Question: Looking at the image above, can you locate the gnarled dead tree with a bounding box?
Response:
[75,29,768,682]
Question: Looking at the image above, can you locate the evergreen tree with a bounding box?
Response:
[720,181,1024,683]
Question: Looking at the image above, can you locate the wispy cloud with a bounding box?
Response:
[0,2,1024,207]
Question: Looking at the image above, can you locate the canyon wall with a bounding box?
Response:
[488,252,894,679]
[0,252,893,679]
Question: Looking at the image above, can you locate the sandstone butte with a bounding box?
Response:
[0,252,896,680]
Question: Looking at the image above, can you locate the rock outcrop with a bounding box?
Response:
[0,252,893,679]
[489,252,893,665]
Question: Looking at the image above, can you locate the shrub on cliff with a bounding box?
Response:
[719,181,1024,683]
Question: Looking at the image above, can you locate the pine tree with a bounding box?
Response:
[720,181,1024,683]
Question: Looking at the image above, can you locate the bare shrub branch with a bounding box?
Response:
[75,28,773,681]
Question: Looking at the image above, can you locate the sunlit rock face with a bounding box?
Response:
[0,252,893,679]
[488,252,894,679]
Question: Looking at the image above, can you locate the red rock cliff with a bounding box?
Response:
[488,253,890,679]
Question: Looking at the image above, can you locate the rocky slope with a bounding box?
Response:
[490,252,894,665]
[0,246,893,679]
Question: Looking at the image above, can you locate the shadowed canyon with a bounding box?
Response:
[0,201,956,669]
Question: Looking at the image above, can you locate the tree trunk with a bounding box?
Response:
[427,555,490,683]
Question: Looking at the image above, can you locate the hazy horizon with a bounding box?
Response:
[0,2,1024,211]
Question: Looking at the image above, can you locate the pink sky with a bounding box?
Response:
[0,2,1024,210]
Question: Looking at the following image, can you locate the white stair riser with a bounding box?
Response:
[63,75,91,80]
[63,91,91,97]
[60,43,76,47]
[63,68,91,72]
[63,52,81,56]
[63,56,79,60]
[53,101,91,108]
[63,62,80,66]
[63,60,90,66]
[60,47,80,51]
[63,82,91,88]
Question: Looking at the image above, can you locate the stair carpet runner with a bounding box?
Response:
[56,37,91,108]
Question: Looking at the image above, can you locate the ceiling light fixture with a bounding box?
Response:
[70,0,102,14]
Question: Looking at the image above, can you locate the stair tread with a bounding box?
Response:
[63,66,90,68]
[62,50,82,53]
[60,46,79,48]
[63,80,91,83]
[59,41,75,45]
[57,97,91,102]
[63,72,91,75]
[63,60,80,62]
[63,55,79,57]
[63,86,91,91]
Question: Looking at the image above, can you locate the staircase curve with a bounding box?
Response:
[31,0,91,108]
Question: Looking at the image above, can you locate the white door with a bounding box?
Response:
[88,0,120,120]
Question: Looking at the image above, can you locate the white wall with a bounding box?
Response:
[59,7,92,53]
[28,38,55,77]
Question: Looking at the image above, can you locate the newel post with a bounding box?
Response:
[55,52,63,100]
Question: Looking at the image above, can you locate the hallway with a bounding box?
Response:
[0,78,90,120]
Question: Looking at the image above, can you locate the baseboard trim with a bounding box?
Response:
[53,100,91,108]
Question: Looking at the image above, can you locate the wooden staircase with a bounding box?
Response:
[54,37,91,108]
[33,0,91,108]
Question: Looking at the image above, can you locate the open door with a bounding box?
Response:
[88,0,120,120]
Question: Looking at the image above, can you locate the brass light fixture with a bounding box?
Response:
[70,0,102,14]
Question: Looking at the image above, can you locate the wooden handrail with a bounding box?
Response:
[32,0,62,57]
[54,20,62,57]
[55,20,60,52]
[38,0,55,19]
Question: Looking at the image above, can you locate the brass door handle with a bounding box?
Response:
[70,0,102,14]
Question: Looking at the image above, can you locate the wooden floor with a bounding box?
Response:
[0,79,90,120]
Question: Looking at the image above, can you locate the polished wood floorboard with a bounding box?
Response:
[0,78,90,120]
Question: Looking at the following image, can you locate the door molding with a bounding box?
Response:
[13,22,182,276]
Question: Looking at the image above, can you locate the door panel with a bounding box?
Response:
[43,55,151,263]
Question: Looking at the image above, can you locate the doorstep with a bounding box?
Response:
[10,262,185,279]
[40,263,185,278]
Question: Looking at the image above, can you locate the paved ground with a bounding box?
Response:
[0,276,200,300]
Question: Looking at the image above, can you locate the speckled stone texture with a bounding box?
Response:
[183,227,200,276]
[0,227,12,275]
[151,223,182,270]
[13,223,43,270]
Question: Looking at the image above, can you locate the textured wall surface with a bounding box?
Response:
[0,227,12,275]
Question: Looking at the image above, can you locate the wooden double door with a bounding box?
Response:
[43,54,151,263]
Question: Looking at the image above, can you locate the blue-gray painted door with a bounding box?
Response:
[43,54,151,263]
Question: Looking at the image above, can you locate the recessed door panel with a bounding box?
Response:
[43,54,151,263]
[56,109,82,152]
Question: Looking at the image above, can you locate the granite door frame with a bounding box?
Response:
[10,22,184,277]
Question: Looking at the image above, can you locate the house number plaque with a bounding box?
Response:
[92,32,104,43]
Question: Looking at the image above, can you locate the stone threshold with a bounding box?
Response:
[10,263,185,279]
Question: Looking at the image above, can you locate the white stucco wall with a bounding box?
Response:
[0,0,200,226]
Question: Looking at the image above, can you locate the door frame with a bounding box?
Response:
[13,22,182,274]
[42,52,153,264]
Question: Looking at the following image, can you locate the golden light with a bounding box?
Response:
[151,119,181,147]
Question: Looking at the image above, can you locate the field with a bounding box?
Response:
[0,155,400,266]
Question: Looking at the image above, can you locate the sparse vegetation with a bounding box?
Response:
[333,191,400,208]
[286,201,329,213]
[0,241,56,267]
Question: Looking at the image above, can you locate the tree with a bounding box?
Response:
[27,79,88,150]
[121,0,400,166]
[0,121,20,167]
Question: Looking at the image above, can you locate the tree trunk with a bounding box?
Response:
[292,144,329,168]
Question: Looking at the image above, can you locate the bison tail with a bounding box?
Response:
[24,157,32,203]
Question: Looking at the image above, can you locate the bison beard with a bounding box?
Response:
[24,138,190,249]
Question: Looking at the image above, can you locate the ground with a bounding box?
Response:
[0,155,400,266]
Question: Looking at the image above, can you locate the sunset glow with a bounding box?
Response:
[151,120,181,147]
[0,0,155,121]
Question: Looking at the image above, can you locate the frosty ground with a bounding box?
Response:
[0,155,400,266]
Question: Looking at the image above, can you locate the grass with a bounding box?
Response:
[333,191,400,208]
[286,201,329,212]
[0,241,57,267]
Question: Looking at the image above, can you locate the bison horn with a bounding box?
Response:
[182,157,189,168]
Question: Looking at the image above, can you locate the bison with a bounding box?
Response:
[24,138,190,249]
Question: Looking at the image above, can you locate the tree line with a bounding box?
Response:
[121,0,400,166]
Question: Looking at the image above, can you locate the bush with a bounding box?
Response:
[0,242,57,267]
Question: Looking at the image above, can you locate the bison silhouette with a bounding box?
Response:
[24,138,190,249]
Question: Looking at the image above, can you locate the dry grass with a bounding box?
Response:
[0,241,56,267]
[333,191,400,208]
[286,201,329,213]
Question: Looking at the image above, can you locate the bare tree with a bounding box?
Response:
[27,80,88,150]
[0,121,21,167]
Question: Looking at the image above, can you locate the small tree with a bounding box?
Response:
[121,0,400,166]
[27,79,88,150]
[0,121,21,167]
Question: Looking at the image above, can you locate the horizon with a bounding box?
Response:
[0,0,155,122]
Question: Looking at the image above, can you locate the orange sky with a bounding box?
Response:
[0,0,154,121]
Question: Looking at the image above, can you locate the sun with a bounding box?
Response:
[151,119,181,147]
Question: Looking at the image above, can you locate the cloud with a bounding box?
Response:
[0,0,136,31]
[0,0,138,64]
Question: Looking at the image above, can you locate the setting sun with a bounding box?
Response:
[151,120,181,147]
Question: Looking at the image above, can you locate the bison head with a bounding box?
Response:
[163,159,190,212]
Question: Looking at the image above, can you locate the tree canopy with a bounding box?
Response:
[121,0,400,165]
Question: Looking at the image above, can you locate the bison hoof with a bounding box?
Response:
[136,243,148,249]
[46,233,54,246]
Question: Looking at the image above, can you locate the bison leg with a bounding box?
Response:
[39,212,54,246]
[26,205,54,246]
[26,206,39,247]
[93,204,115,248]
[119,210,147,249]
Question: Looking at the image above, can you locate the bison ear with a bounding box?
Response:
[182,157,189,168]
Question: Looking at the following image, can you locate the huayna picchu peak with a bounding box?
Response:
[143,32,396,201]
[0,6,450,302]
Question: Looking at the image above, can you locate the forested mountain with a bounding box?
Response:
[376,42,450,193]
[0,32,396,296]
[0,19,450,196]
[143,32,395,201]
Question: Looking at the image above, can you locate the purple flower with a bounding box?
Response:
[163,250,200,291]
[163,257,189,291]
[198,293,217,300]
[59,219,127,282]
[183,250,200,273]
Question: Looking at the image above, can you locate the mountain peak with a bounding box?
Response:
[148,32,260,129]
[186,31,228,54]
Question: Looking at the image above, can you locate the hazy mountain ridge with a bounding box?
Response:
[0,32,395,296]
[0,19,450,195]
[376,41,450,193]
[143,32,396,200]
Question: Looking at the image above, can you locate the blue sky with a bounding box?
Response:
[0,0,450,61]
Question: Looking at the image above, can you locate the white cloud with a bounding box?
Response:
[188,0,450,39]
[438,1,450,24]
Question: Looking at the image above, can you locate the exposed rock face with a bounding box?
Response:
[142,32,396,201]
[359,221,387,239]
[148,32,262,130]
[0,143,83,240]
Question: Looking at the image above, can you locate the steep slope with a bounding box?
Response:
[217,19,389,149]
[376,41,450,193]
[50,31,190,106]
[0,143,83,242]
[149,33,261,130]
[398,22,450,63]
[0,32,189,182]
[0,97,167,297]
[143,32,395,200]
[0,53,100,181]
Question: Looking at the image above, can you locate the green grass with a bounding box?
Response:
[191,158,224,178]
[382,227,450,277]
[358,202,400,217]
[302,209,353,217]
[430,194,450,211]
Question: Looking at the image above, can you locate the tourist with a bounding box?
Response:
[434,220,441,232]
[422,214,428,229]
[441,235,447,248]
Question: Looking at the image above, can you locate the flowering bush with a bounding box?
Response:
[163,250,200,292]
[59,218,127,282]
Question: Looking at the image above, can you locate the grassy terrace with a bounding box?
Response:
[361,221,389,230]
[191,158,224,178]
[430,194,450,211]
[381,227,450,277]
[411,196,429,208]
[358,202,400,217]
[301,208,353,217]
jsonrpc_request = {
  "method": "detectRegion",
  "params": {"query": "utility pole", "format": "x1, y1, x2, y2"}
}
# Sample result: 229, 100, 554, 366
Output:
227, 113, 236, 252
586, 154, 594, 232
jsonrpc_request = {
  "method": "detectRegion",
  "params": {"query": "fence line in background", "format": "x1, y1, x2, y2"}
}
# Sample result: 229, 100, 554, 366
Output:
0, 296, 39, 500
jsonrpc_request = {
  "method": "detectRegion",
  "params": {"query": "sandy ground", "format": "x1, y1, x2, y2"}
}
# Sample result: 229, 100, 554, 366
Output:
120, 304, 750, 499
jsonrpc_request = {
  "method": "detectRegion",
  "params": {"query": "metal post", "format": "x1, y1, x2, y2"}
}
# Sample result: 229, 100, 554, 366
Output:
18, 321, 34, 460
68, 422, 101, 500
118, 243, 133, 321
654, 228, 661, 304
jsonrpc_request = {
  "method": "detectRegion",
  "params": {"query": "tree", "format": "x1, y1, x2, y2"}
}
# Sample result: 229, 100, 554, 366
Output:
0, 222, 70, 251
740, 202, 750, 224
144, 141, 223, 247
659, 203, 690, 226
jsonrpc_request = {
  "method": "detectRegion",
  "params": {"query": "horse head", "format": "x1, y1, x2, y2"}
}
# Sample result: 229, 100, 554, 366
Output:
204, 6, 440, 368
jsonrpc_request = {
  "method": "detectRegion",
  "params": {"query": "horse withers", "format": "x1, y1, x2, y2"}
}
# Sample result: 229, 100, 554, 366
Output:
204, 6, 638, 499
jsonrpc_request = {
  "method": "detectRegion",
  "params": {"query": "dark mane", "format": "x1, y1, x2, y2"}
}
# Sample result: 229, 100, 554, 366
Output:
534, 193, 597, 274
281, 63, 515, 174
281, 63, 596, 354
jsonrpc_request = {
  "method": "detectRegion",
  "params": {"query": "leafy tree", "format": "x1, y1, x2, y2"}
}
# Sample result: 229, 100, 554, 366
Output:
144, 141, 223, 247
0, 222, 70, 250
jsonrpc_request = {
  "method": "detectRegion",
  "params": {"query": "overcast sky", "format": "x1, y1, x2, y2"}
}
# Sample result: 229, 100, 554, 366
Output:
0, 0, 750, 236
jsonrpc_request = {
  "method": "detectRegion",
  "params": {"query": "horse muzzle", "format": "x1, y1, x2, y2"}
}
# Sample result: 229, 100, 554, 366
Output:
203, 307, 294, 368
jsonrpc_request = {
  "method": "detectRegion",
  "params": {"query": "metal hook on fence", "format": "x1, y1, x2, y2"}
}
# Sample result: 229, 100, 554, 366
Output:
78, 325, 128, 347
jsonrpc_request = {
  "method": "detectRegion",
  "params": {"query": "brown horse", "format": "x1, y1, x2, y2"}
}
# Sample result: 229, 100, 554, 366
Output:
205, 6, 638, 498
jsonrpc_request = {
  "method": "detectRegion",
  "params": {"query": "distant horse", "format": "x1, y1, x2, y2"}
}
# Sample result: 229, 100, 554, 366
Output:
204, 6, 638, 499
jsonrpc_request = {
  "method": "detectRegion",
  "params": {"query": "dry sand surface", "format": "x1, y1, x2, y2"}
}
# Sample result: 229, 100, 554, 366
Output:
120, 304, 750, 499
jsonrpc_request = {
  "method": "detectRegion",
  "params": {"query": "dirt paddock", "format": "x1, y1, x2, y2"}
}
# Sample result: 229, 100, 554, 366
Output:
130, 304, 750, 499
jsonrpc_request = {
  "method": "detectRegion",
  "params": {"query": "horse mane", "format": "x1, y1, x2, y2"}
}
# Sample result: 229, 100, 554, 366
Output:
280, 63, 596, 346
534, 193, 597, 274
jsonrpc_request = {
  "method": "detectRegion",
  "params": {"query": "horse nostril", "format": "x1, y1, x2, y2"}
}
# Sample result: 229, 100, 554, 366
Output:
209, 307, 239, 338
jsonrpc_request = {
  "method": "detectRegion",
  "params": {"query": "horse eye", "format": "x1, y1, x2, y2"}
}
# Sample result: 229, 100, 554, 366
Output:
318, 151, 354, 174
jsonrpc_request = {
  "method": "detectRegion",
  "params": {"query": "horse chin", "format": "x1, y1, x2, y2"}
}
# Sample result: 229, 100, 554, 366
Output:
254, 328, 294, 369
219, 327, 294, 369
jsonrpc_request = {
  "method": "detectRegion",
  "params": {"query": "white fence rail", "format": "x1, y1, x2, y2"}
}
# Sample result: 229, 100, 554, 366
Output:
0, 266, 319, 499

Prompt
Copy out verbatim the lines between the one containing "Question: Looking at the image above, can you locate the cloud" and the one containing "[143,32,395,201]", inclusive.

Task result
Question: Looking at the image above, can you locate the cloud with a bounding box?
Response:
[0,0,136,31]
[0,0,138,64]
Question: Looking at the image above, can you locate the setting sun with a bounding box?
Response:
[151,120,181,147]
Question: Looking at the image above, can you locate the bison head with a bounding box?
Response:
[163,159,190,212]
Question: Looking at the image above, can you locate the tree canopy with a bounding box?
Response:
[121,0,400,165]
Question: Looking at the image above, can you locate the bison hoof with a bounding box?
Response:
[136,243,148,249]
[46,233,54,246]
Question: Looking at the image above, can you locate the bison leg with a bounding box?
Response:
[39,212,54,246]
[26,205,54,246]
[26,206,39,247]
[93,204,115,248]
[119,210,147,249]
Question: Looking at the image above, can you locate the bison ear with a bounding box?
Response:
[182,157,189,168]
Question: Looking at the following image, can you locate the huayna picchu peak with a bounding box?
Response:
[143,32,396,201]
[0,6,450,302]
Question: Looking at the image above, can you locate the forested mountain with a bounding box?
Response:
[376,42,450,193]
[0,32,396,296]
[0,19,450,196]
[143,32,395,201]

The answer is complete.